→ DOCUMENT SEGMENT:
★ ★ ★ ★ ★ ★ ★

I didn't have any "joy" at donating - I suspect that emotion is more common to altruistic donors, who have thought about it and made it a goal, vs. those of us who donated because someone we loved needed it.  I donated to my husband, before we were married.  I thought it through and realized that there was no way I was going to watch him suffer if I was a match, and I was.  But I never felt joyful.  Just a lot of fear and, as you said, acceptance that it needed to be done.  That was almost 4 years ago and we are both doing well.  I'm glad I did it, but I was by no means thrilled at the time.  I just kept telling myself that someday it would seem like it happened a long time ago, and now, I am there. :)

High blood pressure is certainly a risk after donation, but I've never heard that diabetes is (just that getting diabetes would be especially bad with one kidney).  You don't say how old your husband is - but it certainly can't hurt to get another evaluation.  I don't personally believe they care only about the recipient's health and outcome, I never felt that way for a minute during my testing - but again, if it would make you both feel better, another eval would be good.

★ ★ ★ ★ ★ ★ ★

→ DATA TO EXAMINE:

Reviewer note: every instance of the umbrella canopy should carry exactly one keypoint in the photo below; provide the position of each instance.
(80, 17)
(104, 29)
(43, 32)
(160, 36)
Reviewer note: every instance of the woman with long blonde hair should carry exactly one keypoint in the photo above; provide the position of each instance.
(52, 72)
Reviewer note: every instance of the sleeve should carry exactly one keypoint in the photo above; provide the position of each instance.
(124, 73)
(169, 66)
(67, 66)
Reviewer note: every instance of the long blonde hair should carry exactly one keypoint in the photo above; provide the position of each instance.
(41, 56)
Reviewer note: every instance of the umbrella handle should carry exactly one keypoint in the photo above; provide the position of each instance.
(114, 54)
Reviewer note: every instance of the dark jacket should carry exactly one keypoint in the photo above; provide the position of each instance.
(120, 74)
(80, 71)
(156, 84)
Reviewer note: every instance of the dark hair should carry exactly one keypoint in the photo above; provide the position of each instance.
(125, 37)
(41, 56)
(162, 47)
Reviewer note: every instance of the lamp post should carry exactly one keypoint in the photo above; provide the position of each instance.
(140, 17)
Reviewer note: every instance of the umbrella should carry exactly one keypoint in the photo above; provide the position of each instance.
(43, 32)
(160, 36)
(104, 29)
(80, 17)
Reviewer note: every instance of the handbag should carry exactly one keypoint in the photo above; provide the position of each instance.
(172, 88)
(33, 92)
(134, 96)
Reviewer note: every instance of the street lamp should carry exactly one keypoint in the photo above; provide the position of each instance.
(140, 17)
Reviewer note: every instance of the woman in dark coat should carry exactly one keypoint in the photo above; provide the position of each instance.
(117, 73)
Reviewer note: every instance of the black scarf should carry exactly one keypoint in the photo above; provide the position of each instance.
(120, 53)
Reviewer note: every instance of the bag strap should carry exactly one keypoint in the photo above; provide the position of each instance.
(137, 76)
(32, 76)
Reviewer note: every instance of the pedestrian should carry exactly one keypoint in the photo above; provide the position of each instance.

★ ★ ★ ★ ★ ★ ★

→ EXERCISE REQUIREMENTS:
(A) In the kidney donation post, who received the writer's kidney?
(B) Continue the kidney donation post after its last sentence.
These rows have no connection to the kidney donation post.

→ ANSWERS GIVEN:
(A) The writer's husband, before they were married.

(B)
In the end, honestly - we all do far riskier things every day that we just take for granted: driving a car, for one.  His risk of death in a car accident is far greater than the risk of donating a kidney.  At least that's how I came to think of it, and it made sense to me.  Truth is, as we get older, we have to take better care of ourselves no matter how many kidneys we have, if we want to live a long and healthy life.

I'm certainly grateful now for my husband's health, and I don't miss the kidney one bit.